Do you have concerns around having too broad a development program for products like Opdivo? It can seem as though companies are testing combinations of everything with anything to see what sticks.
Our pipeline is deliberately rational in the way we think about using mechanisms to fight cancer. The major guidelines for the way we should be looking at cancer are: combination therapies - two drugs, three drugs or maybe more; precision medicine and more biomarkers - maybe more than one or two biomarkers, we will need better profiling of patients' immune systems to see what is the right drug to go to the right patient; and we will also need to deal with the growing issue of resistance to immunotherapy.

Our pipeline was built to look at the effector T-cell and stimulate it with checkpoint inhibitors or agonists. But that is not enough because around that T-cell we have the tumor microenvironment trying to block those therapies. So, we are looking also at most of the tumor mechanisms in the tumor microenvironment.

Colony stimulating factor 1 receptor (CSF1R) is one example in the clinic; CTLA4 also plays a role not just as a checkpoint inhibitor; and most recently Indoleamine-pyrrole 2,3-dioxygenase (IDO) has come forth as an important mechanism in the tumor metabolism.

------

# Problem requirements
Reproduce, word for word, the part of the cancer immunotherapy passage that opens with the words containing "Our pipeline is" and closes with "resistance to immunotherapy.".

# Supplied records
------

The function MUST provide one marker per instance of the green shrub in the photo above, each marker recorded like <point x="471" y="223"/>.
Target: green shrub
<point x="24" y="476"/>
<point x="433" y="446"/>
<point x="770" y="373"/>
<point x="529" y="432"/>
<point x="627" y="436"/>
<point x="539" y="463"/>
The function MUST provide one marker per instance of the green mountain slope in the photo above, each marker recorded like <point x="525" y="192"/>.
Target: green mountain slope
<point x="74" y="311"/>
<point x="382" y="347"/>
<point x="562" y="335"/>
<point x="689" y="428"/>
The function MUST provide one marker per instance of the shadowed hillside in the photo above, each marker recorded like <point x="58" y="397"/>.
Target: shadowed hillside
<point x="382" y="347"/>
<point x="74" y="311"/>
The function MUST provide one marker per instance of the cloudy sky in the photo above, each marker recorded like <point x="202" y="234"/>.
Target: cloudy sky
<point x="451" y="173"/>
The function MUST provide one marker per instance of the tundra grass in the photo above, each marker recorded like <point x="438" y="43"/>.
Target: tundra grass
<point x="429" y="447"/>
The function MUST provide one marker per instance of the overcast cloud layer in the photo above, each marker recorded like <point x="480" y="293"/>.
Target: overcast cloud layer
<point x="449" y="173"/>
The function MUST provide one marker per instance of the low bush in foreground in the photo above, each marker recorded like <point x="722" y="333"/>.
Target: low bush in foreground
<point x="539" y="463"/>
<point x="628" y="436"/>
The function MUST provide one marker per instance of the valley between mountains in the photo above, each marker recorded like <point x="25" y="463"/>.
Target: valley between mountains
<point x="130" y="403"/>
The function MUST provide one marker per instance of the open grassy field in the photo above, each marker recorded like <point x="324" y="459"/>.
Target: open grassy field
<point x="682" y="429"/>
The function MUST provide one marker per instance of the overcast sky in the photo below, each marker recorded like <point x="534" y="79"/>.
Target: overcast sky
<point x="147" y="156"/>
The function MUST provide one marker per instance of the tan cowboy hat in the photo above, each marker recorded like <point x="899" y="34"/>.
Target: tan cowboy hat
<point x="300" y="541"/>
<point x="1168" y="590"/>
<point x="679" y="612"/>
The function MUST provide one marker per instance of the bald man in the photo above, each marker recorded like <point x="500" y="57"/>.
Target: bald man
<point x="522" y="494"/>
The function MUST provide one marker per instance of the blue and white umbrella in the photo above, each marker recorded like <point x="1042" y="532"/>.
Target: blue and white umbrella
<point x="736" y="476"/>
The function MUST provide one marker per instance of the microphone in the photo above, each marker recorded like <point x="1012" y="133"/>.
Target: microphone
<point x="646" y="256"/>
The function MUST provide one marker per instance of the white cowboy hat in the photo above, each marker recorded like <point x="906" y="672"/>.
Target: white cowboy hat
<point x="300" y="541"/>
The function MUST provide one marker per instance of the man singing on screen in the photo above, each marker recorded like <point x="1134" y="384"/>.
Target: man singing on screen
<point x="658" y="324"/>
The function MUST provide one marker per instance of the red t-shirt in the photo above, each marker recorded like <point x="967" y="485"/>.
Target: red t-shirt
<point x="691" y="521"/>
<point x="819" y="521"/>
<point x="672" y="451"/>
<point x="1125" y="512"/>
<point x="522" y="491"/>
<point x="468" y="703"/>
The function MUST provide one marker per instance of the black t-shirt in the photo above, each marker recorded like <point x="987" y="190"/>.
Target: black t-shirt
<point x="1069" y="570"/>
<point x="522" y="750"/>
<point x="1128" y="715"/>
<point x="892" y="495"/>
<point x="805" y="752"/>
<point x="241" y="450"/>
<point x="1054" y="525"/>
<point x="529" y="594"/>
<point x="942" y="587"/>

------

# Task response
Our pipeline is deliberately rational in the way we think about using mechanisms to fight cancer. The major guidelines for the way we should be looking at cancer are: combination therapies - two drugs, three drugs or maybe more; precision medicine and more biomarkers - maybe more than one or two biomarkers, we will need better profiling of patients' immune systems to see what is the right drug to go to the right patient; and we will also need to deal with the growing issue of resistance to immunotherapy.